### Brief
Rewrite every line of the records with "one point per instance" changed to "one point for each instance" and everything else kept the same. Omit the pictures from your version.

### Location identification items

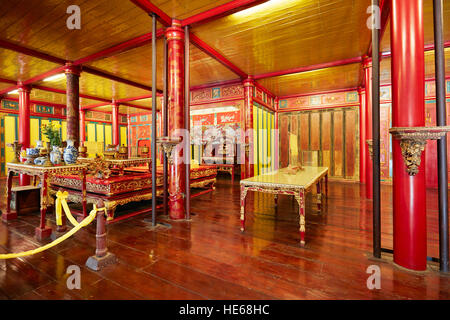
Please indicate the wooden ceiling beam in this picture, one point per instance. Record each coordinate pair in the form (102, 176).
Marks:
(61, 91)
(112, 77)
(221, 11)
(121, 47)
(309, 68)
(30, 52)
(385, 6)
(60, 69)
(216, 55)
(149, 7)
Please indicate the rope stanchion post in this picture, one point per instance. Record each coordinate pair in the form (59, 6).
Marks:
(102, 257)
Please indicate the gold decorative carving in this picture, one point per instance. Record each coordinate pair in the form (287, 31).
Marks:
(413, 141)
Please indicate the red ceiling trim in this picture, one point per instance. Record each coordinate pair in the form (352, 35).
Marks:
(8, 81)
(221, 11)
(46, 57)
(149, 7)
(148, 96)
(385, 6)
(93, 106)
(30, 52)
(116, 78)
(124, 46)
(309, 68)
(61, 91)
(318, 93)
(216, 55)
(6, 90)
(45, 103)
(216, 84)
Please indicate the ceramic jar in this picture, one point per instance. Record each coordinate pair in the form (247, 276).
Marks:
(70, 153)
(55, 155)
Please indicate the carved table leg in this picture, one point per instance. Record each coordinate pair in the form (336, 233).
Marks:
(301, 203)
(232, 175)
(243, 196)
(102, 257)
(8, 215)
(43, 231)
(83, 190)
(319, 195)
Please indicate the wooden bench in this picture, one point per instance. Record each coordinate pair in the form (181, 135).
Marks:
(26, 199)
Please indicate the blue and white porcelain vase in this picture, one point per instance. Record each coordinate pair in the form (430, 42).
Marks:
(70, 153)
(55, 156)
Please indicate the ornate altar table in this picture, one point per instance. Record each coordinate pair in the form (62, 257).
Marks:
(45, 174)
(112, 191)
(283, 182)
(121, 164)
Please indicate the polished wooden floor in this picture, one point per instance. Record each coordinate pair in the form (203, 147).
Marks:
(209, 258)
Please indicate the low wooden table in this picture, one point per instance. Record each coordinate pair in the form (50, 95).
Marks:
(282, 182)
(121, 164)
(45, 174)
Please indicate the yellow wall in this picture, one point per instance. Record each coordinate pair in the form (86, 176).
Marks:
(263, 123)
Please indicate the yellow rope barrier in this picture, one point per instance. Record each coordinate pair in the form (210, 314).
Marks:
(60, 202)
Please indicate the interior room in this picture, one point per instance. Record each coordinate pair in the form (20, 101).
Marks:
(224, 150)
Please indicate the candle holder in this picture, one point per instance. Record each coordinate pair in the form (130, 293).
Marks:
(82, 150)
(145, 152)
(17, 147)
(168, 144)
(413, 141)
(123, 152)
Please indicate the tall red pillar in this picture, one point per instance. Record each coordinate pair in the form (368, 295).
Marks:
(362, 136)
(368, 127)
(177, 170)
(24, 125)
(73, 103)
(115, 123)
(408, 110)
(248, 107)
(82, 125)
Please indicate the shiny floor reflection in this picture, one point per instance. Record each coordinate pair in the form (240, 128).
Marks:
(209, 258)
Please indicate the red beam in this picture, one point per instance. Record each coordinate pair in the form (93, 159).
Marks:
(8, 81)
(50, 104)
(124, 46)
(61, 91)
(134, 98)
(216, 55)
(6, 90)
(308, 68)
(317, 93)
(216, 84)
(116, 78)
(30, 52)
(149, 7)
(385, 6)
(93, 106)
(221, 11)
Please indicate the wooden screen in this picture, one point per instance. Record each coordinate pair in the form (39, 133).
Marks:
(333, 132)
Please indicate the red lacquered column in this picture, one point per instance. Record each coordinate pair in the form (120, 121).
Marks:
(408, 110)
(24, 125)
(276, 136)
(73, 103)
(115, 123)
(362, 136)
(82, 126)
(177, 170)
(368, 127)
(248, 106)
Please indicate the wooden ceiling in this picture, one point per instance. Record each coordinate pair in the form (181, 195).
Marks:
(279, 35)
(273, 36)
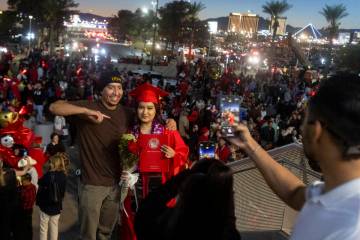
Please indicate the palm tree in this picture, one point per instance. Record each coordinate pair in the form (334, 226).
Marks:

### Exercise answer
Please indicate the wooden ceiling beam in this picture, one point for each instance. Record each coordinate pair in the form (102, 176).
Marks:
(61, 91)
(112, 77)
(221, 11)
(121, 47)
(309, 68)
(30, 52)
(385, 6)
(60, 69)
(216, 55)
(149, 7)
Please indicate the rope stanchion post in this picture, one point for each instance. Record each coordinate pair in the form (59, 6).
Marks:
(102, 257)
Please indicate the gold decorative carving in this picture, one point for each instance. Record each coordinate pair in the form (287, 31).
Marks:
(413, 141)
Please indicate the red ceiling trim in this picture, one point for each instance. Record each coordinate pair in the form (352, 35).
Marks:
(8, 81)
(221, 11)
(46, 57)
(149, 7)
(148, 96)
(385, 6)
(93, 106)
(30, 52)
(116, 78)
(124, 46)
(309, 68)
(61, 91)
(318, 93)
(216, 55)
(6, 90)
(45, 103)
(216, 84)
Please indicate the ceramic jar in this picture, one point for each instance. Record each coordinate pair in the form (247, 276).
Marks:
(70, 153)
(55, 155)
Please indicate the carved table leg in this picture, one point for each instance. Record each coordinate pair in the form (336, 233).
Marks:
(301, 203)
(232, 175)
(243, 196)
(102, 257)
(8, 215)
(43, 231)
(83, 190)
(319, 195)
Please indicate the wooden bench in this picture, one point for each instance. Record each coordinate pair in the form (181, 135).
Marks:
(26, 199)
Please indicate the blue and white porcelain vase in this picture, one point for each instance. Record each coordinate pair in the form (430, 42).
Marks:
(70, 153)
(55, 156)
Please indicate the ornate altar table in this picture, one point for each instance. Record each coordinate pair in the form (62, 257).
Marks:
(45, 174)
(112, 191)
(283, 182)
(121, 164)
Please indicate the polished wooden floor in this picture, one point for each instance. Record each coordinate pair in the form (203, 147).
Marks:
(209, 258)
Please indicate the low wooden table in this picture, one point for each instance. Record each coordinate pair in the form (50, 95).
Marks:
(282, 182)
(121, 164)
(45, 174)
Please indicate the yellow wall in this picture, one point for each instance. Record each coordinate pair in the form (86, 176).
Marks:
(263, 123)
Please indicate the yellow rope barrier in this picture, one point for each instance. Record each coordinate pair in the form (210, 314).
Marks:
(60, 202)
Please indicate the interior room in this picture, one point for each instance. Record each coordinate pair in the form (20, 101).
Marks:
(224, 150)
Please indicate the candle holder in this picture, one point for each instance. Record each coordinate pair in the form (130, 293).
Marks:
(82, 150)
(145, 152)
(17, 147)
(168, 144)
(413, 141)
(123, 152)
Please indicate the tall red pillar in this picture, one point for each instance. Record each coordinate pair in the form (368, 295).
Marks:
(362, 136)
(368, 127)
(177, 170)
(24, 125)
(73, 103)
(115, 123)
(408, 110)
(248, 107)
(82, 125)
Please indicate the shiny floor reflection in this picture, one point for each instance. Record each coordinate pair in the form (240, 128).
Marks:
(209, 258)
Please indicate the red beam in this picture, one point for each instance. Record each coordinate pair in the form (93, 159).
Marks:
(8, 81)
(50, 104)
(124, 46)
(61, 91)
(134, 98)
(216, 55)
(6, 90)
(308, 68)
(317, 93)
(216, 84)
(116, 78)
(30, 52)
(149, 7)
(385, 6)
(93, 106)
(221, 11)
Please indicate the wooden screen in this picture, one point for each instance. Record each coordinate pair in the form (39, 133).
Marks:
(333, 132)
Please indicate the red lacquered column in this picture, one point for each instance. Record each coordinate pair in the form (120, 121).
Marks:
(408, 110)
(24, 125)
(276, 136)
(73, 103)
(115, 123)
(362, 136)
(82, 126)
(177, 170)
(368, 127)
(248, 106)
Please indicate the wooden ceiling in this picture, one point for each instance. Record each coordinate pair in the form (181, 195).
Marks:
(279, 35)
(273, 36)
Please indicate the palm tree in this picture, one point for each instance. Record each coordinate pair in the form (334, 226).
Marks:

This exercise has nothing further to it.